Prompt | In the rows below, replace every "rough mask" with "coarse mask" and leave everything else unchanged.

Data extracts |
===

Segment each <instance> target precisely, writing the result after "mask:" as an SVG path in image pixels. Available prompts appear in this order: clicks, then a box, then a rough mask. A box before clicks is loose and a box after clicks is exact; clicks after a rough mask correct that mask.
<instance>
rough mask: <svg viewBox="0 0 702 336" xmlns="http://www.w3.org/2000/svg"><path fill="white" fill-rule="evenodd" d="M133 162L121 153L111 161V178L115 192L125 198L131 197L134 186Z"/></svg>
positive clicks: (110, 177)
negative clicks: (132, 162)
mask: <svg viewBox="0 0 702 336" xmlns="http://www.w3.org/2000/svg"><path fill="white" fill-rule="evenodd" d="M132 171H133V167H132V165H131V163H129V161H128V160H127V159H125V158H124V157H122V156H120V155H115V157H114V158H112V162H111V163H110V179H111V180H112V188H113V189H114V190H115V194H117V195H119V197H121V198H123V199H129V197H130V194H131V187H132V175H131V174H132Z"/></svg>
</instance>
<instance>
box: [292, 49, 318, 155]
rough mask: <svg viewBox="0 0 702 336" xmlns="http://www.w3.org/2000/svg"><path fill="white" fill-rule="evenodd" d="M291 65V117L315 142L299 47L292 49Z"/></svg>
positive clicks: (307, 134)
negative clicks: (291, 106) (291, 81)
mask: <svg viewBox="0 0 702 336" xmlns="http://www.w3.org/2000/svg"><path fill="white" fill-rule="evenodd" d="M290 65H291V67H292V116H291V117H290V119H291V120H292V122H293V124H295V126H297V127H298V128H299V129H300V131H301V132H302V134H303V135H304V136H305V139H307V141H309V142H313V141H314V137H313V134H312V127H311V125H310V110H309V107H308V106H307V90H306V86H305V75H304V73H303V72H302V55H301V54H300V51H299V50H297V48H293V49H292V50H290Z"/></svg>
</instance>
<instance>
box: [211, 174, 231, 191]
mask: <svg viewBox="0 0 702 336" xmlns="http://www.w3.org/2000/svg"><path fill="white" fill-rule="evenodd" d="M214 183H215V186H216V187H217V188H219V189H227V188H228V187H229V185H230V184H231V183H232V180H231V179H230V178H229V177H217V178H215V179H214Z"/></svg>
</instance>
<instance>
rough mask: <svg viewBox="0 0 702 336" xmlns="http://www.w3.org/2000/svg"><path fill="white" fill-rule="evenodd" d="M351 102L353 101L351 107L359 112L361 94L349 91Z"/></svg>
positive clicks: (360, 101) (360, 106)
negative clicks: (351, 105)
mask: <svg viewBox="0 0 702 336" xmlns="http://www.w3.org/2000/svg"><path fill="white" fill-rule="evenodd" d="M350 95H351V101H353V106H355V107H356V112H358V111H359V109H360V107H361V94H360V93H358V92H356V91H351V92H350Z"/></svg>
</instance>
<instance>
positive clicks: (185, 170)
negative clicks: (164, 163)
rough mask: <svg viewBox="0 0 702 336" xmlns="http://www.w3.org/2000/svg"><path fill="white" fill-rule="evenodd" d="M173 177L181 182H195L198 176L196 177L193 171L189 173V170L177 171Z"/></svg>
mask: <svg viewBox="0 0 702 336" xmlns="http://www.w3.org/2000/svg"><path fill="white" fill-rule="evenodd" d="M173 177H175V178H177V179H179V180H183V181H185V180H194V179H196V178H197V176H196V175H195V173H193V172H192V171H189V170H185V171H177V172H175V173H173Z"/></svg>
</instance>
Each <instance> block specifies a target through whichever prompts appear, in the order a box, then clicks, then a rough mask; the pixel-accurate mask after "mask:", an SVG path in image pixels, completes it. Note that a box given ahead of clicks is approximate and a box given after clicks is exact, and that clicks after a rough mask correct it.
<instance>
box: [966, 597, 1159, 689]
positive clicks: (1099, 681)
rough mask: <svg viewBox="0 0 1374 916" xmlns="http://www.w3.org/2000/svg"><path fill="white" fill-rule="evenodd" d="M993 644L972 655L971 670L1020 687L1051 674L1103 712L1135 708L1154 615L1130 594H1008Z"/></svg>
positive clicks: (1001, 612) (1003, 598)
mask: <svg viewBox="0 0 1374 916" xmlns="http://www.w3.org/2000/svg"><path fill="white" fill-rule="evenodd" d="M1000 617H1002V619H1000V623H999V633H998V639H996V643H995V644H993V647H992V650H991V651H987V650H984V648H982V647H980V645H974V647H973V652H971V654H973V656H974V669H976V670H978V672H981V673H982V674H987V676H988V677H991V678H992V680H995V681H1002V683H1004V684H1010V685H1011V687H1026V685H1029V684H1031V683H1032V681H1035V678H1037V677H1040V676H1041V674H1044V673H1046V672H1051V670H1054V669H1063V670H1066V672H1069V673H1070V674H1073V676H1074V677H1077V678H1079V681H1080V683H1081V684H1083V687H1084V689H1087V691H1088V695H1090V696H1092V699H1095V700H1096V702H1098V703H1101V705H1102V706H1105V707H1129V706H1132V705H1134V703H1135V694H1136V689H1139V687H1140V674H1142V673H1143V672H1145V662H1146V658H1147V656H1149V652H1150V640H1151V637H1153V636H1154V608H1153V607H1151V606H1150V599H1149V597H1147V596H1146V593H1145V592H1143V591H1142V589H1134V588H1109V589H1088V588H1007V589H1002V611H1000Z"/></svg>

===

Written solution |
Segment each <instance> target precisely, writing the result after "mask:" as an SVG path in image pixels. Available prompts appear in this order: clicks, then a box, then a coarse mask. A box before clicks is loose and a box after clicks is exact; clicks after a coarse mask correct that mask.
<instance>
coarse mask: <svg viewBox="0 0 702 336" xmlns="http://www.w3.org/2000/svg"><path fill="white" fill-rule="evenodd" d="M133 162L121 153L111 161V178L115 192L125 198L131 197L134 186Z"/></svg>
positive clicks: (110, 177)
negative clicks: (132, 162)
mask: <svg viewBox="0 0 702 336" xmlns="http://www.w3.org/2000/svg"><path fill="white" fill-rule="evenodd" d="M132 171H133V167H132V165H131V163H129V161H128V160H127V159H125V158H124V157H122V156H120V155H115V157H114V158H112V162H111V163H110V179H111V180H112V188H113V189H114V190H115V194H117V195H119V197H121V198H123V199H129V197H130V194H131V187H132V175H131V174H132Z"/></svg>
</instance>
<instance>
box: [292, 49, 318, 155]
coarse mask: <svg viewBox="0 0 702 336" xmlns="http://www.w3.org/2000/svg"><path fill="white" fill-rule="evenodd" d="M291 65V117L315 142L299 47L292 49Z"/></svg>
positive clicks: (307, 134)
negative clicks: (291, 106) (291, 81)
mask: <svg viewBox="0 0 702 336" xmlns="http://www.w3.org/2000/svg"><path fill="white" fill-rule="evenodd" d="M290 65H291V67H292V116H291V117H290V119H291V120H292V122H293V124H295V126H297V127H298V128H299V129H300V131H301V132H302V134H303V135H304V136H305V139H307V141H309V142H313V141H314V137H313V134H312V127H311V125H310V110H309V107H308V106H307V90H306V86H305V75H304V73H303V72H302V55H301V54H300V51H299V50H297V48H293V49H292V50H290Z"/></svg>
</instance>
<instance>
box: [211, 174, 231, 191]
mask: <svg viewBox="0 0 702 336" xmlns="http://www.w3.org/2000/svg"><path fill="white" fill-rule="evenodd" d="M214 183H215V186H216V187H217V188H219V189H227V188H228V187H229V185H230V184H231V183H232V180H231V179H230V178H229V177H217V178H215V179H214Z"/></svg>
</instance>
<instance>
coarse mask: <svg viewBox="0 0 702 336" xmlns="http://www.w3.org/2000/svg"><path fill="white" fill-rule="evenodd" d="M351 102L353 101L351 107L359 112L361 94L349 91Z"/></svg>
positive clicks: (360, 101) (360, 106)
negative clicks: (351, 105)
mask: <svg viewBox="0 0 702 336" xmlns="http://www.w3.org/2000/svg"><path fill="white" fill-rule="evenodd" d="M350 95H351V101H353V106H355V107H356V112H358V111H359V109H360V107H361V94H360V93H358V92H356V91H351V92H350Z"/></svg>
</instance>
<instance>
positive clicks: (185, 170)
negative clicks: (164, 163)
coarse mask: <svg viewBox="0 0 702 336" xmlns="http://www.w3.org/2000/svg"><path fill="white" fill-rule="evenodd" d="M173 177L181 182H195L198 176L196 177L193 171L189 173V170L177 171Z"/></svg>
mask: <svg viewBox="0 0 702 336" xmlns="http://www.w3.org/2000/svg"><path fill="white" fill-rule="evenodd" d="M173 177H175V178H177V179H179V180H183V181H185V180H194V179H196V178H197V176H196V175H195V173H193V172H192V171H189V170H185V171H177V172H175V173H173Z"/></svg>
</instance>
Each <instance> block specifies a target through whichever prompts appear, in the order a box, then clicks, then a coarse mask; the pixel-accurate mask after "mask:", an SVG path in image pixels, completes it. Note that a box given ahead of clicks is approximate and a box given after clicks is exact, and that clicks after a coarse mask correct it.
<instance>
box: [966, 597, 1159, 689]
positive clicks: (1099, 681)
coarse mask: <svg viewBox="0 0 1374 916" xmlns="http://www.w3.org/2000/svg"><path fill="white" fill-rule="evenodd" d="M993 644L972 655L971 670L1020 687L1051 674L1103 712L1135 708L1154 615L1130 594H1008Z"/></svg>
positive clicks: (1001, 612) (1003, 598)
mask: <svg viewBox="0 0 1374 916" xmlns="http://www.w3.org/2000/svg"><path fill="white" fill-rule="evenodd" d="M1000 617H1002V619H1000V623H999V633H998V639H996V643H995V644H993V647H992V650H991V651H987V650H984V648H982V647H980V645H974V647H973V652H971V654H973V656H974V669H976V670H978V672H981V673H982V674H987V676H988V677H991V678H992V680H995V681H1002V683H1004V684H1010V685H1011V687H1026V685H1029V684H1031V683H1032V681H1035V678H1037V677H1040V676H1041V674H1044V673H1046V672H1051V670H1054V669H1063V670H1066V672H1069V673H1070V674H1073V676H1074V677H1077V678H1079V681H1080V683H1081V684H1083V687H1084V689H1087V691H1088V695H1090V696H1092V699H1095V700H1096V702H1098V703H1101V705H1102V706H1105V707H1129V706H1132V705H1134V703H1135V694H1136V689H1139V687H1140V674H1142V673H1143V672H1145V662H1146V658H1147V656H1149V652H1150V640H1151V637H1153V636H1154V608H1153V607H1151V606H1150V599H1149V597H1147V596H1146V593H1145V592H1143V591H1142V589H1134V588H1109V589H1088V588H1007V589H1002V611H1000Z"/></svg>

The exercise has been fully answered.